◆ Extract to read
______

We are going to setup nutch on the master node and then when we are ready we 
will copy the entire installation to the slave nodes.

First copy the files from the nutch build to the deploy directory using 
something like the following command:

{{{
cp -R /path/to/build/* /nutch/search
}}}

Then make sure that all of the shell scripts are in unix format and are  
executable.

{{{
dos2unix /nutch/search/bin/*.sh /nutch/search/bin/hadoop /nutch/search/bin/nutch
chmod 700 /nutch/search/bin/*.sh /nutch/search/bin/hadoop 
/nutch/search/bin/nutch
dos2unix /nutch/search/config/*.sh
chmod 700 /nutch/search/config/*.sh
}}}

When we were first trying to setup nutch we were getting bad interpreter and 
command not found errors because the scripts were in dos format on linux and  
not executable.  Notice that we are doing both the bin and config directory. In 
the config directory there is a file called hadoop-env.sh that is called by 
other scripts.

______

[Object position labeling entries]
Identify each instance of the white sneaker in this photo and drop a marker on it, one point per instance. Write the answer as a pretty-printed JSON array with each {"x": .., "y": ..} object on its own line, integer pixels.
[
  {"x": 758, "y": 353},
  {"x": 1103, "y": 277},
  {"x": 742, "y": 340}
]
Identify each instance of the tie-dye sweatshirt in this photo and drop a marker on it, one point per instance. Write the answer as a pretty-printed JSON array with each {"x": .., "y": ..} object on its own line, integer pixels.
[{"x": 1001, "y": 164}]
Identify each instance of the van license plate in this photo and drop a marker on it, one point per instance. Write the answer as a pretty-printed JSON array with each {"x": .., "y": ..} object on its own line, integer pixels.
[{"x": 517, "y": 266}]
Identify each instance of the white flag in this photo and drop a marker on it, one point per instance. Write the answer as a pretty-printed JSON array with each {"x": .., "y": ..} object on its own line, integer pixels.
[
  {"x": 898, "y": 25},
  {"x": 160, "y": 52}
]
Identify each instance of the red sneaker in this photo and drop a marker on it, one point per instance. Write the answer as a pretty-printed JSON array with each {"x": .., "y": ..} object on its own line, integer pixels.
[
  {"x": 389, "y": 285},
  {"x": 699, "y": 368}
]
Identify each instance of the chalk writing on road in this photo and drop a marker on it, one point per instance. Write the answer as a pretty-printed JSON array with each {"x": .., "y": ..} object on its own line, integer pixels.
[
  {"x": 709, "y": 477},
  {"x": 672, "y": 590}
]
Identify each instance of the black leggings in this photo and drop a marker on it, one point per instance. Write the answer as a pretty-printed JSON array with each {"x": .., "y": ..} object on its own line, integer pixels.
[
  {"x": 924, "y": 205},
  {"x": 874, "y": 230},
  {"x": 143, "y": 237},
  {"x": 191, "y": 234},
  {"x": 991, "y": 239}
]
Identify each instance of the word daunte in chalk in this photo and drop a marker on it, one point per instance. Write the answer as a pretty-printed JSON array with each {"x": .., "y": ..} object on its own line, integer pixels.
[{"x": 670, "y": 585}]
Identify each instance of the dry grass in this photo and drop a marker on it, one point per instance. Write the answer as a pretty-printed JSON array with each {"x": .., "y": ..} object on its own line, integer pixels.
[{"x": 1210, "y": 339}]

______

◆ The tasks
a - According to the nutch setup excerpt, what errors came up when the scripts were in dos format on linux and not executable?
b - Does the nutch setup excerpt agree with each of these statements? Answer yes or no for each, quoting the deciding words. (i) Nutch is set up on the slave nodes first and then copied to the master node. (ii) The file hadoop-env.sh sits in the config directory. (iii) The files from the nutch build are copied to the deploy directory.

◆ Outputs for the tasks
a - Bad interpreter and command not found errors.

b -
(i) No: "We are going to setup nutch on the master node and then when we are ready we will copy the entire installation to the slave nodes."
(ii) Yes: "In the config directory there is a file called hadoop-env.sh that is called by other scripts."
(iii) Yes: "First copy the files from the nutch build to the deploy directory"